Task statement
A faithful transcription of all lines below is the expected answer.

The data
□ □ □ □
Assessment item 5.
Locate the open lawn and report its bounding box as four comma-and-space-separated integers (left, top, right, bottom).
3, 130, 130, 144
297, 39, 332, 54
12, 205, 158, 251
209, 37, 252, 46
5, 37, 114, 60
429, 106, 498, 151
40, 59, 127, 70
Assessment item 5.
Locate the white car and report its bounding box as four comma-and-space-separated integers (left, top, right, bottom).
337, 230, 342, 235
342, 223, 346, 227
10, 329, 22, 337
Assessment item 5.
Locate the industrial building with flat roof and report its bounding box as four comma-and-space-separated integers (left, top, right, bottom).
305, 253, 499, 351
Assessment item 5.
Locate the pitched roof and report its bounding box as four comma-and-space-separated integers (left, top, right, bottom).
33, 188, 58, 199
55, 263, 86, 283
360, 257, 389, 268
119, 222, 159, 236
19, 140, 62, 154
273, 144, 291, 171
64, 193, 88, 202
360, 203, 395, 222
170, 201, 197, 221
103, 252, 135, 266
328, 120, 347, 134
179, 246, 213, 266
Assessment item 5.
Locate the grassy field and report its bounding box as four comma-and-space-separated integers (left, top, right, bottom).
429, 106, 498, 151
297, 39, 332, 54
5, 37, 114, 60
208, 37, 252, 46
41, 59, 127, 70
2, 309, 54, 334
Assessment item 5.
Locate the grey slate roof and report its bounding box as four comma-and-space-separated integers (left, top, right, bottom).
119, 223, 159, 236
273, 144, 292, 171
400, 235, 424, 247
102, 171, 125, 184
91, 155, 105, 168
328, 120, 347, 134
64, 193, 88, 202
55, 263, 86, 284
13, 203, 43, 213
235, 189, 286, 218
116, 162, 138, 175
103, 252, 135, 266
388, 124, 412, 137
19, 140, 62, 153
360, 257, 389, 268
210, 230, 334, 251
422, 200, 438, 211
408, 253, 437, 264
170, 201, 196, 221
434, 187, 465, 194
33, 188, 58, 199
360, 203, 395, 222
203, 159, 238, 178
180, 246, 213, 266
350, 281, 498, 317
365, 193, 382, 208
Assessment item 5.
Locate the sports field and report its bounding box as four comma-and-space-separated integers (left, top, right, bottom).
□ □ □ □
Output of the task
Assessment item 5.
Locate the open lawn and report its bounding box as four comma-and-space-separated integers (left, top, right, bottom).
3, 130, 130, 144
297, 39, 332, 54
12, 205, 158, 251
209, 37, 252, 46
5, 37, 114, 60
429, 106, 498, 151
40, 59, 127, 70
Assessment item 5.
Locate the white car and report its bounding box as four comma-and-space-separated integers (left, top, right, bottom).
337, 230, 342, 235
342, 223, 346, 227
10, 329, 22, 337
Assessment item 5.
Locate the industrial building with flat roof and report its bounding box as four comma-and-space-separated integers (left, top, right, bottom).
305, 253, 499, 351
Assessment item 5.
Locate the pitched roof and report its bounding box as four comma-and-space-separated integers (left, top, right, bottom).
33, 188, 58, 199
55, 263, 86, 283
360, 257, 389, 268
119, 222, 159, 236
19, 140, 62, 154
273, 144, 291, 171
64, 193, 88, 202
360, 203, 395, 222
170, 201, 197, 221
103, 252, 135, 266
328, 120, 347, 134
179, 246, 213, 266
Assessment item 5.
Locate the grassy field and report its bounding box as four comma-and-space-separated integers (left, top, right, bottom).
429, 106, 498, 151
297, 39, 332, 54
5, 37, 114, 60
208, 37, 252, 46
41, 59, 127, 70
2, 309, 54, 334
Assessment item 5.
Locate the grey slate roof and report its bounding box as four comma-and-space-separated integers (left, top, right, bottom).
119, 223, 159, 236
273, 144, 292, 171
400, 235, 424, 247
102, 171, 125, 184
91, 155, 105, 168
328, 120, 347, 134
64, 193, 88, 202
55, 263, 86, 284
13, 203, 43, 213
235, 189, 286, 218
116, 162, 138, 175
103, 252, 135, 266
388, 124, 412, 137
19, 140, 62, 153
360, 257, 389, 268
210, 230, 334, 251
422, 200, 438, 211
408, 253, 437, 264
170, 201, 196, 221
434, 187, 465, 194
33, 188, 58, 199
360, 203, 395, 222
203, 159, 238, 178
180, 246, 213, 266
350, 281, 498, 317
365, 193, 382, 208
Assessment item 5.
Locate the sports field and report its bounding box as four comma-and-space-separated integers (left, top, right, bottom).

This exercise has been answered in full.